* Check your understanding *
(A) Copy verbatim everything in the double-edged sword blog post from "There were these" down to "two more scars.".
(B) Pick up the double-edged sword blog post after its final sentence and keep writing it.

* Study text *
____
Saturday, June 26, 2010

The Double-Edged Sword

Remember the song "He's still workin' on me?"

Alva, Oklahoma, 1995. My very first duet. I was eight.

"He's still workin' on me. To make me what I ought to be. It took Him just a week to make the moon and stars, the sun and the earth and Jupiter and Mars. How loving and patient He must be. He's still workin' on me."

This song continues to run through my mind as God continues to cultivate my heart.

This post is a bit more raw and honest than our previous posts, but it's what has been on my mind lately.

There is a fist-full of names I'm convicted about. A fist-full of names God won't take off my heart. I'm an English teacher with a head full of words, and I know just how to string a sentence together so that it becomes a double edged sword.

There was this high school teacher. He and I didn't see eye-to-eye, and he was kind of a jerk. And so I was a jerk back. I walked out the high school's doors, victorious in that teacher-student battle, thinking I'd done Haven High School a favor.

There were these girls. I liked them at first, but then I got to see their hearts. I stepped back. They stepped forward. I pulled out my word sword, and slashed them. I won another battle. And I gained two more scars.
____
* Dataset records *
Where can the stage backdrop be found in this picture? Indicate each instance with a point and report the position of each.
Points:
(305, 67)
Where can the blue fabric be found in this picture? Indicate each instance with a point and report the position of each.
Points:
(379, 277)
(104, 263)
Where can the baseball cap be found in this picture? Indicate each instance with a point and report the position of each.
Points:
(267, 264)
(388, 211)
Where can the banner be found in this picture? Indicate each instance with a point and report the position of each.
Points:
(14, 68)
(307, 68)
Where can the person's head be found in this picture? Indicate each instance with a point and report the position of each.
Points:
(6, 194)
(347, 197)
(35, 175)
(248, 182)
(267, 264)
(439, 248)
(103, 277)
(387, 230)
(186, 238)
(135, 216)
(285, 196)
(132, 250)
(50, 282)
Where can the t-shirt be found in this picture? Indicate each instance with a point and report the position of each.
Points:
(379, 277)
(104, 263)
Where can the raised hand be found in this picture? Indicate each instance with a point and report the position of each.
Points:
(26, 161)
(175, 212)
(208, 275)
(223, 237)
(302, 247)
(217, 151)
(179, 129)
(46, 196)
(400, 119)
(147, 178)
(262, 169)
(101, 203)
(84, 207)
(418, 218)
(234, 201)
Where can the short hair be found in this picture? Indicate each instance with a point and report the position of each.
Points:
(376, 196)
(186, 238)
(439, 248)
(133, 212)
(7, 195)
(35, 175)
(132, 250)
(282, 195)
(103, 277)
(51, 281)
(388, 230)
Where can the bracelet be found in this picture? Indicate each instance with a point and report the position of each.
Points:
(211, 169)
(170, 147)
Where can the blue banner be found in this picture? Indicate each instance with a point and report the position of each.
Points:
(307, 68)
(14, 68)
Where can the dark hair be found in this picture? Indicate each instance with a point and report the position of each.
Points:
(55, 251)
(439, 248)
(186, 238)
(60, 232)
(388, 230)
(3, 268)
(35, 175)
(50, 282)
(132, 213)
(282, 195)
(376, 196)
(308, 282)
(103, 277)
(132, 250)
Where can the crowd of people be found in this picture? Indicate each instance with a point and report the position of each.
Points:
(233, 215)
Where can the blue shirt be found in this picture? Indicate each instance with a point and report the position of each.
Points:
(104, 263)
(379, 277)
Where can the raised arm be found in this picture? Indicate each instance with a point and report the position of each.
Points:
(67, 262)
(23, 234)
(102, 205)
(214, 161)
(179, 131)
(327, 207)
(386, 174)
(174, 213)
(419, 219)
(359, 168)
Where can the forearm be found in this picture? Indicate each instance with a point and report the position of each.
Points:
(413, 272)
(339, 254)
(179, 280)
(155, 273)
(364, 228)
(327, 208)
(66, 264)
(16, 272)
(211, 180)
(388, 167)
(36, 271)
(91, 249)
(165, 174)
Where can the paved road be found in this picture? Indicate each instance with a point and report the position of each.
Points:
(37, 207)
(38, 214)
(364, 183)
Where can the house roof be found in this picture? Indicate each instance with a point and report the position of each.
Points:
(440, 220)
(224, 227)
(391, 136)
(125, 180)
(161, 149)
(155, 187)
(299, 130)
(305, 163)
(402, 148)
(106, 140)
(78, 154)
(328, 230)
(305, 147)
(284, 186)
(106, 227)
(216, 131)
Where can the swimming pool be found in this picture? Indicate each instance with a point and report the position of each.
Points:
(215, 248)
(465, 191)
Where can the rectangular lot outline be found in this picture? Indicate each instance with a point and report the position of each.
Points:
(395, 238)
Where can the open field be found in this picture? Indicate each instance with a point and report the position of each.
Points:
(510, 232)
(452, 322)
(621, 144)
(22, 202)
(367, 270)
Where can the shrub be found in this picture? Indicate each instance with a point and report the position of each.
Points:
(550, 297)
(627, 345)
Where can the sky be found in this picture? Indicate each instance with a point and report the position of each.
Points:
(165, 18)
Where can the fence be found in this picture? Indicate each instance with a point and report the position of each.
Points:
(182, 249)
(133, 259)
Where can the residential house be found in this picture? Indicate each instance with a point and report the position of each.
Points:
____
* Answers for the tasks *
(A)
There were these girls. I liked them at first, but then I got to see their hearts. I stepped back. They stepped forward. I pulled out my word sword, and slashed them. I won another battle. And I gained two more scars.

(B)
There was this boss. I didn't agree with her work ethic. She was flaky, and I was mad. And so I said my peace, quit my job, and moved on to bigger and better things. And yet my heart broke for her because I had a moment to say something inspirational, something constructive, and I said something mean, albeit honest. More blood on my sword.

There was this co-worker. We had a foundational friendship, but she wore a holier-than-thou tiara. Instead of loving her despite her accessory, I borrowed that tiara, and donned it for myself as I pulled my word sword from its sheath.

Relationships I thought meant nothing, relationships I thought wouldn't haunt this heart of mine, seem to keep popping up in the farthest corners of my thoughts. I weep over them. I have nightmares. I sit. I ponder.

What battle am I fighting exactly?

God has placed such enormous conviction on me in the last month I can barely get through a day without my mind somehow settling on these wounds. With each battle, I convinced myself the flaws in others justified my words, my actions. And so I've become a slave to bitterness.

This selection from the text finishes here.